Aim: Recast every line of the items below as a numbered list, leaving out the blank lines.

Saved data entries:
-=-=-

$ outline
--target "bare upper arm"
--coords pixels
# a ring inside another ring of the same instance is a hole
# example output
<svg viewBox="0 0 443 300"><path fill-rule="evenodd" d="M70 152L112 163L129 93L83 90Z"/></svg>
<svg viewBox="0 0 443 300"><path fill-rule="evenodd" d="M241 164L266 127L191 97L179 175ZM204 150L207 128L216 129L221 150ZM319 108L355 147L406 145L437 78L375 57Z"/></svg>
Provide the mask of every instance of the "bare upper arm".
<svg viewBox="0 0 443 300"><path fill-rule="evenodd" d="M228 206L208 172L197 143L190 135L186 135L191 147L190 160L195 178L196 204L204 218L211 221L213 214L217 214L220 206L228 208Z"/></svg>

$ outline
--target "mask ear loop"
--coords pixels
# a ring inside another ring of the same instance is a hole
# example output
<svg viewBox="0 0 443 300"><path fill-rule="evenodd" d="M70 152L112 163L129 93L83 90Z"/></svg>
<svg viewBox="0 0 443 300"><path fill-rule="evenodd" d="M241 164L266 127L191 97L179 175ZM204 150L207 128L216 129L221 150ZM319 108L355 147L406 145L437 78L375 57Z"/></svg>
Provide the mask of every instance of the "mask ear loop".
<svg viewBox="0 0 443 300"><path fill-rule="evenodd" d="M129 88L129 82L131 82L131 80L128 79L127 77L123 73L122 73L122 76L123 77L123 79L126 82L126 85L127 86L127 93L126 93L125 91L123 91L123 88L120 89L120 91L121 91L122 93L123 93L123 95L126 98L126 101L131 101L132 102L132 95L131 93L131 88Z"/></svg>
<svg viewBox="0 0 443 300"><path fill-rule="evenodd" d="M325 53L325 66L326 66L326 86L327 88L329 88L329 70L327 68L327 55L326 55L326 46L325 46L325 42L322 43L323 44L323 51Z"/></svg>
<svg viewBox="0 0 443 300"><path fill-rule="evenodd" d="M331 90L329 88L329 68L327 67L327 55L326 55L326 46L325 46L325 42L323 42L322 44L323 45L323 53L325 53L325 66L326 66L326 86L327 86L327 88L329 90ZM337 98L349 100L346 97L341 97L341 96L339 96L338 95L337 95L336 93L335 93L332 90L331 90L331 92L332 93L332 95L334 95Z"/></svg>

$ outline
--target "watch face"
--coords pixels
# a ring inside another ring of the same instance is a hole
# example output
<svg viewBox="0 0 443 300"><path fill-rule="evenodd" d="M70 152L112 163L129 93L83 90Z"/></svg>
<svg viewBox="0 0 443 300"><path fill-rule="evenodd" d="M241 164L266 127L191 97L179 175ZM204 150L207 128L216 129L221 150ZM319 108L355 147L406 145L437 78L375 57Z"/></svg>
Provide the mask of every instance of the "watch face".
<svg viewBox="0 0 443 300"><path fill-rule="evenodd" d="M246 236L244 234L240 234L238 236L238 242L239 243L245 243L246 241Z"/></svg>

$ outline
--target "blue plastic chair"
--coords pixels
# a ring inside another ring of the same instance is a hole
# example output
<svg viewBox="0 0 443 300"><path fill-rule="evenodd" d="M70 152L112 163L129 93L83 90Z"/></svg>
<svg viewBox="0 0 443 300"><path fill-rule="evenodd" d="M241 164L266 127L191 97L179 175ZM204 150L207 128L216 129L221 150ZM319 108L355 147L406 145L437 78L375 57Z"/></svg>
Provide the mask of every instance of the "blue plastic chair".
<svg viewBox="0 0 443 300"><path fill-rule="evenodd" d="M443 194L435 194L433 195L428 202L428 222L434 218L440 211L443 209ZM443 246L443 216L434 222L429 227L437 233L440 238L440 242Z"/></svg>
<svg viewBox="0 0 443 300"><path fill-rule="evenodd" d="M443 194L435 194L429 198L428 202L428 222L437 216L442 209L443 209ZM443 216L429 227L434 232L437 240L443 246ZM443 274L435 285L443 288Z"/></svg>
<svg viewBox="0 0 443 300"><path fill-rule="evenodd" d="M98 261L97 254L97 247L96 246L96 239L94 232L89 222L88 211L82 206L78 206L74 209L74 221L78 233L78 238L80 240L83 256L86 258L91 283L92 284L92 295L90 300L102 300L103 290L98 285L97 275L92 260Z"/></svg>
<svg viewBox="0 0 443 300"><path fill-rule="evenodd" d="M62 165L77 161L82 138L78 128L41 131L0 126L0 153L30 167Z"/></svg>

-=-=-

Task solution:
1. $ outline
2. --target "bare upper arm"
3. --coords pixels
4. # a ring inside another ring of the same instance is a hole
5. # example output
6. <svg viewBox="0 0 443 300"><path fill-rule="evenodd" d="M70 152L112 163L129 93L83 90Z"/></svg>
7. <svg viewBox="0 0 443 300"><path fill-rule="evenodd" d="M241 164L266 127L191 97L179 175ZM204 150L207 128L216 129L221 150ZM319 108L355 147L406 145L437 78L375 57Z"/></svg>
8. Provide the mask of every instance of the "bare upper arm".
9. <svg viewBox="0 0 443 300"><path fill-rule="evenodd" d="M228 206L208 172L197 143L190 135L186 135L191 147L190 160L195 178L196 204L204 218L211 221L213 214L217 214L220 206L228 208Z"/></svg>
10. $ outline
11. --target "mask ear loop"
12. --coords pixels
13. # a ring inside another ring of the same instance is a hole
14. # example output
15. <svg viewBox="0 0 443 300"><path fill-rule="evenodd" d="M70 152L112 163L129 93L83 90Z"/></svg>
16. <svg viewBox="0 0 443 300"><path fill-rule="evenodd" d="M241 164L266 127L191 97L179 175ZM204 150L207 128L216 129L221 150ZM319 108L355 147L406 145L437 78L375 57Z"/></svg>
17. Provide the mask of every instance of the "mask ear loop".
18. <svg viewBox="0 0 443 300"><path fill-rule="evenodd" d="M129 88L129 82L131 82L131 80L128 79L127 77L123 73L122 73L122 76L123 77L123 79L126 82L126 85L127 86L127 93L126 93L125 91L123 91L123 88L120 89L120 91L121 91L122 93L123 93L123 95L126 98L126 101L131 101L132 102L132 95L131 93L131 88Z"/></svg>
19. <svg viewBox="0 0 443 300"><path fill-rule="evenodd" d="M325 53L325 66L326 66L326 86L327 88L329 88L329 70L327 68L327 55L326 55L326 46L325 46L325 42L322 43L323 44L323 51Z"/></svg>
20. <svg viewBox="0 0 443 300"><path fill-rule="evenodd" d="M331 90L329 88L329 68L327 67L327 55L326 55L326 46L325 46L325 42L323 42L322 44L323 45L323 53L325 53L325 66L326 66L326 86L327 86L327 88L329 90ZM337 98L349 100L346 97L341 97L341 96L339 96L338 95L337 95L336 93L335 93L332 90L331 90L331 92L332 93L332 95L334 95Z"/></svg>
21. $ outline
22. --target "watch face"
23. --coords pixels
24. # a ring inside another ring of the same instance is a hole
25. # example output
26. <svg viewBox="0 0 443 300"><path fill-rule="evenodd" d="M70 152L112 163L129 93L83 90Z"/></svg>
27. <svg viewBox="0 0 443 300"><path fill-rule="evenodd" d="M241 164L266 127L191 97L179 175ZM204 150L207 128L216 129L221 150ZM319 108L355 147L406 145L437 78L375 57Z"/></svg>
28. Provide the mask of every instance of the "watch face".
29. <svg viewBox="0 0 443 300"><path fill-rule="evenodd" d="M246 236L244 234L240 234L238 236L238 242L239 243L245 243L246 241Z"/></svg>
30. $ outline
31. --target "blue plastic chair"
32. --coords pixels
33. # a ring inside another ring of the same instance is a hole
34. # example output
35. <svg viewBox="0 0 443 300"><path fill-rule="evenodd" d="M70 152L112 163L129 93L83 90Z"/></svg>
36. <svg viewBox="0 0 443 300"><path fill-rule="evenodd" d="M241 164L266 127L191 97L179 175ZM204 150L207 128L216 129L221 150ZM319 108L355 147L406 145L437 78L375 57Z"/></svg>
37. Provide the mask of every instance of the "blue plastic chair".
38. <svg viewBox="0 0 443 300"><path fill-rule="evenodd" d="M443 194L435 194L433 195L428 202L428 222L434 218L440 211L443 209ZM443 246L443 216L434 222L429 227L437 233L440 238L440 242Z"/></svg>
39. <svg viewBox="0 0 443 300"><path fill-rule="evenodd" d="M443 194L435 194L429 198L428 202L428 222L437 216L442 209L443 209ZM443 216L429 227L434 232L437 240L443 246ZM443 274L435 285L443 288Z"/></svg>
40. <svg viewBox="0 0 443 300"><path fill-rule="evenodd" d="M98 261L97 254L97 247L96 246L96 239L94 232L89 222L88 211L82 206L78 206L74 209L74 221L78 233L78 238L80 240L83 256L86 258L91 283L92 284L92 295L90 300L102 300L103 290L98 285L97 275L92 260Z"/></svg>
41. <svg viewBox="0 0 443 300"><path fill-rule="evenodd" d="M62 165L77 161L82 138L78 128L41 131L0 126L0 153L30 167Z"/></svg>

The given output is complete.